[Coordinate labeling data]
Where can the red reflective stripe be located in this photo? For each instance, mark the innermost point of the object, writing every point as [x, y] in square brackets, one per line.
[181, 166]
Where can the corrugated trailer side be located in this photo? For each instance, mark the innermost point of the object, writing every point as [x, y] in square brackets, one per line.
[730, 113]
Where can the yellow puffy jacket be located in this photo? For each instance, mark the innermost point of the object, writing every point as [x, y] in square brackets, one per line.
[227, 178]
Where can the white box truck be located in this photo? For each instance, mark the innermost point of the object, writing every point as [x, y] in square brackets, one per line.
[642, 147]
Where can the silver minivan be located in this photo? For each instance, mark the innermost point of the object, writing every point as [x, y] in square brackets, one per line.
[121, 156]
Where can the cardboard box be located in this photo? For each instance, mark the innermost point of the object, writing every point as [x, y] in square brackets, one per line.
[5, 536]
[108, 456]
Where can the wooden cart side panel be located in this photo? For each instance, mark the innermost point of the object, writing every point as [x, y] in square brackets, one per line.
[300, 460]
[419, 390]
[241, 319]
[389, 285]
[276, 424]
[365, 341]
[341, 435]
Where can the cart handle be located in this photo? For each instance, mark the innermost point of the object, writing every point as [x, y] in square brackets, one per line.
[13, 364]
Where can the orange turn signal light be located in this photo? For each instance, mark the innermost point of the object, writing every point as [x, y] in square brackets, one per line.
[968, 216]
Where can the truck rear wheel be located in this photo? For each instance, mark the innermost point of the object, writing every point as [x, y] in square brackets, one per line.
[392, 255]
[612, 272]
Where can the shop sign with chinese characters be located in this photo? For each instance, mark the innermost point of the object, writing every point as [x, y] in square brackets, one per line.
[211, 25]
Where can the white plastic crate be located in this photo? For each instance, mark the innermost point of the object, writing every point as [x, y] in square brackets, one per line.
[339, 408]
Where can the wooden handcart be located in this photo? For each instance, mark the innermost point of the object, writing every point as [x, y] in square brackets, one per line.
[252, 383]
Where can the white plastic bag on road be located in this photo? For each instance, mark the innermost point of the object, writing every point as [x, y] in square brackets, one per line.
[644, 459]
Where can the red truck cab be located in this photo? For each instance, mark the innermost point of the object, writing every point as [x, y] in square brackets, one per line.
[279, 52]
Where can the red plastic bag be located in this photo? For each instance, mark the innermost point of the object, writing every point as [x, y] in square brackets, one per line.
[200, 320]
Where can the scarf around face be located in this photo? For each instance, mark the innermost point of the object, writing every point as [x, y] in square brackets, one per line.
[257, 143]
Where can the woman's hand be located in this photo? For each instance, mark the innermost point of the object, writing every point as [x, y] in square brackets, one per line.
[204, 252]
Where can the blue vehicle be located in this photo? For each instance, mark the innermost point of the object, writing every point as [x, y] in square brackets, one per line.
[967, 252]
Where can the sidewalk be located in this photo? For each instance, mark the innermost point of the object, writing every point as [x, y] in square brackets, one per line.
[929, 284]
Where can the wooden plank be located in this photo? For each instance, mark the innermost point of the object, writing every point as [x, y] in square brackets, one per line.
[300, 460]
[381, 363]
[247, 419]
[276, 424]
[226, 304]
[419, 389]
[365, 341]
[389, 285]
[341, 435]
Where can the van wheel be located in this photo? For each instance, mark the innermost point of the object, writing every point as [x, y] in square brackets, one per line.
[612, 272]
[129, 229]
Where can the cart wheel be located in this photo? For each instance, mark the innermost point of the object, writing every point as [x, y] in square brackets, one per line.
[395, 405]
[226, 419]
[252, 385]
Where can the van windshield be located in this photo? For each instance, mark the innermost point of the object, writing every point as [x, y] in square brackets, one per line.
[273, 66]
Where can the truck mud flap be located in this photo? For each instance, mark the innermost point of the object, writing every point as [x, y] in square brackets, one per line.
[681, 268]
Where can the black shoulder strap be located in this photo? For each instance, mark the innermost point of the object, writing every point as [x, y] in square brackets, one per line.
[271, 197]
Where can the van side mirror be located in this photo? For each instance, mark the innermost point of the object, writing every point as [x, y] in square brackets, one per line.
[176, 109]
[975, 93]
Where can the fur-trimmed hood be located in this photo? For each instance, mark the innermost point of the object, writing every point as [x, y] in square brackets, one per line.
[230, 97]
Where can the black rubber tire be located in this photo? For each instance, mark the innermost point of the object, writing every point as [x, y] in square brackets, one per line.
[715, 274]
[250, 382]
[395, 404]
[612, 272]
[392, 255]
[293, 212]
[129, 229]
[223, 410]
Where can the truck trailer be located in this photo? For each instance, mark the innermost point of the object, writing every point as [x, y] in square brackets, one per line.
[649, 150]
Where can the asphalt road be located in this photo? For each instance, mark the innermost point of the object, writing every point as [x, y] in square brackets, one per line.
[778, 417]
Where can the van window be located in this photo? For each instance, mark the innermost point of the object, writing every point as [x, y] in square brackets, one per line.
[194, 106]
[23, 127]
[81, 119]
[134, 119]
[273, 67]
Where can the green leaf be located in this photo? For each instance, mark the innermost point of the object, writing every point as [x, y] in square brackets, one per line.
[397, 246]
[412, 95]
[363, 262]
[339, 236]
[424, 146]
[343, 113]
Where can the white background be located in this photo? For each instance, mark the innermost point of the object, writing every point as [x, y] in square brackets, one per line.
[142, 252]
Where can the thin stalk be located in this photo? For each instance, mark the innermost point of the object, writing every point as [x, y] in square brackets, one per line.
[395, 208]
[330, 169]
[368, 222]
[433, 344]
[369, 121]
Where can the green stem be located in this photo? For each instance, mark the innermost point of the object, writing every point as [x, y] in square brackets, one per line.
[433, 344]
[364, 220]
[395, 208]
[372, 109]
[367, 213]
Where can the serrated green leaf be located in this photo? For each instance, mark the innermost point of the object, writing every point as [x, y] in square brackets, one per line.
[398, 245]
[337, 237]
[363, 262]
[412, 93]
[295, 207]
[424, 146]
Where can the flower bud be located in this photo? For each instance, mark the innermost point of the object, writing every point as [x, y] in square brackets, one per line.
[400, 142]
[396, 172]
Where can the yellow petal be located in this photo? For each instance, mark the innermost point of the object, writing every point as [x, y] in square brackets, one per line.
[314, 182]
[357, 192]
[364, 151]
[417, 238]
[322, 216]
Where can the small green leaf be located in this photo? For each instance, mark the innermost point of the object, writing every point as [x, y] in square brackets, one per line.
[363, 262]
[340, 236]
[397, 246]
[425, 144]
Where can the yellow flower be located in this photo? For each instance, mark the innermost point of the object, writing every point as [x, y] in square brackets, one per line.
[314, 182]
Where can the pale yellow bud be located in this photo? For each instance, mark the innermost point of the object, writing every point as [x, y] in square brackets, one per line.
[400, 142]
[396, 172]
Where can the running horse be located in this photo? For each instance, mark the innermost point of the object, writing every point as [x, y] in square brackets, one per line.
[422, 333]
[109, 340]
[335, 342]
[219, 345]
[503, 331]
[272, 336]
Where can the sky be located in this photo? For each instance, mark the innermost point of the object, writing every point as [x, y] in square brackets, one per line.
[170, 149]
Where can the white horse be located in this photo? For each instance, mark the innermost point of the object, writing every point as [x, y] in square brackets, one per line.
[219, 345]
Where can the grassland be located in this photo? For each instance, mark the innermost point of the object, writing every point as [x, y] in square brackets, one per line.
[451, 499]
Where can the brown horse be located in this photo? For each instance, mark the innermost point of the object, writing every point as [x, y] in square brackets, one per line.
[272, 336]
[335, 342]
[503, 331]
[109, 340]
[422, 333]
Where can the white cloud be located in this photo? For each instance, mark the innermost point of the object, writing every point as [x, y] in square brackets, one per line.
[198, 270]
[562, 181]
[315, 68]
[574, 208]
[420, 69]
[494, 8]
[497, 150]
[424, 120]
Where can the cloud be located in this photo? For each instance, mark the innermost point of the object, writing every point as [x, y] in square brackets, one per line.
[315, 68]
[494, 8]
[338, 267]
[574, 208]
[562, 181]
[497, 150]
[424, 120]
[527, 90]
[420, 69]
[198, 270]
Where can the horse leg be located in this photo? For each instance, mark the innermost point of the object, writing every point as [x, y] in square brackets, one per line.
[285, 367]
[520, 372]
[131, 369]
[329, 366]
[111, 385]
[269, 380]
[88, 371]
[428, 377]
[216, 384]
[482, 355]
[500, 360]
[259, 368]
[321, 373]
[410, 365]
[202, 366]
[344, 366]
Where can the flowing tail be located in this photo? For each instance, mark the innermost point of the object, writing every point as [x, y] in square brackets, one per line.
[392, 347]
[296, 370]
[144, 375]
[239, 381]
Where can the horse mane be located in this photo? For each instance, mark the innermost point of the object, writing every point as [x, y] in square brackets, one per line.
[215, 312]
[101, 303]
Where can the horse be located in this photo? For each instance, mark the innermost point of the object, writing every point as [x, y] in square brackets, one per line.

* Aim of the exercise:
Your task is to transcribe the line containing "Where can the brown" and every line after it, through the last line of the data, exactly as written and with nothing more.

* Result of the exercise:
Where can the brown horse be located in this photo? For each instance, mark the innermost point of the object, writing every point as [x, y] in square brackets, one per line.
[272, 336]
[335, 342]
[503, 331]
[109, 340]
[422, 333]
Where can the white cloud be located in this photo? For each instance, mark the innermost point of the object, writing every point as [x, y] in square brackets, one per line.
[198, 270]
[562, 181]
[315, 68]
[574, 208]
[420, 69]
[494, 8]
[497, 150]
[424, 120]
Where can the cloud be located in this photo? For each instance, mark the innermost point of the object, writing every point as [x, y] in square brackets, one per line.
[315, 68]
[494, 8]
[338, 267]
[574, 208]
[562, 181]
[497, 150]
[424, 120]
[527, 90]
[420, 69]
[198, 270]
Where can the horse leg be located in this photo? For each instance, mark the innermost point of the object, writing every point as [x, y] in square brackets, one per line.
[285, 367]
[520, 372]
[131, 369]
[329, 366]
[111, 385]
[269, 380]
[88, 371]
[428, 377]
[216, 384]
[482, 355]
[500, 360]
[259, 368]
[321, 373]
[410, 365]
[202, 366]
[344, 366]
Where can the flowing tail be located in this photo? For each instance, mark the innermost point of the object, writing every point as [x, y] in square brackets, one per line.
[392, 347]
[296, 370]
[144, 375]
[239, 381]
Where can the horse mane be located in this photo? For each instance, mark the innermost point of the object, writing every point as [x, y] in square brackets, one per line.
[215, 312]
[101, 303]
Where can the horse be located in this photo? For each instance, mark the innermost point of the object, writing every point as [x, y] in square brackets, one per line.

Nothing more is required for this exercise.